**TASK TO COMPLETE:**
Do the statements below agree with the text on controlling weeds in summer lawns? Answer yes or no for each, quoting the text's deciding words: (a) Crabgrass can set seed even when mowed as low as one-quarter inch. (b) Crabgrass plants thrive in the shade of buildings, trees and shrubs. (c) Crabgrass can be completely controlled within one growing season.

**EXCERPT TO READ:**
Controlling weeds in summer lawns
Summer annual grasses continue to be pervasive weed problems in many turfgrass areas throughout the Lehigh Valley. The most common summer annual grasses in turf include crabgrasses (Digitaria spp.) and goosegrass (Eleusine indica). Satisfactory control of these weeds can be obtained by cultural methods, provided the life cycle of the plant is understood.
Two species of crabgrass, the hairy or large (Digitaria sanquinalis) and the smooth or small (Digitaria ischaemum), are commonly found in Pennsylvania. Both are true summer annuals. Their seed germination period ranges from mid-spring to midsummer, and all plants are killed by frost in the fall.
Flowering and subsequent seed set take place from midsummer to early frost and are the means of perpetuating the species. Seed can be produced at mowing heights as low as one-quarter inch. Abundant quantities of seed are produced, varying in number depending on the general health and vigor of the plants.
Once established, crabgrass plants tolerate high temperatures, compact soils, and dry soils better than most turfgrasses. They do not survive shaded conditions produced by buildings, trees and shrubs, or dense turf.
Crabgrass control cannot be completely accomplished in one growing season because of the great number of viable seeds in the soil from previous years of infestation. The basic principle of crabgrass control is to prevent re-infestation through seeding. If seed production is controlled for several years, the viable seed supply in the soil will diminish until it is no longer a serious threat to the lawn.

**DATASET EXTRACT:**
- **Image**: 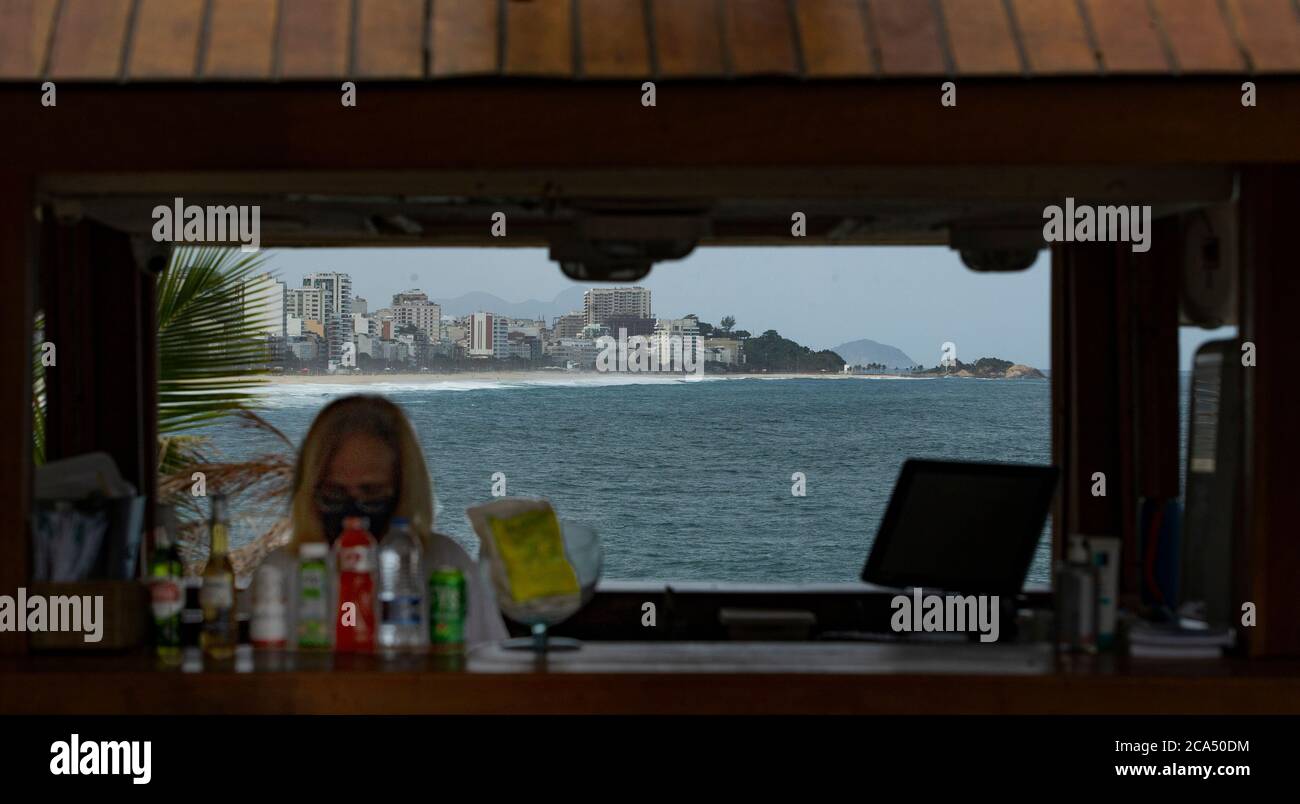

**OUTPUT FOR THIS EXERCISE:**
(a) Yes: "Seed can be produced at mowing heights as low as one-quarter inch."
(b) No: "They do not survive shaded conditions produced by buildings, trees and shrubs, or dense turf."
(c) No: "Crabgrass control cannot be completely accomplished in one growing season"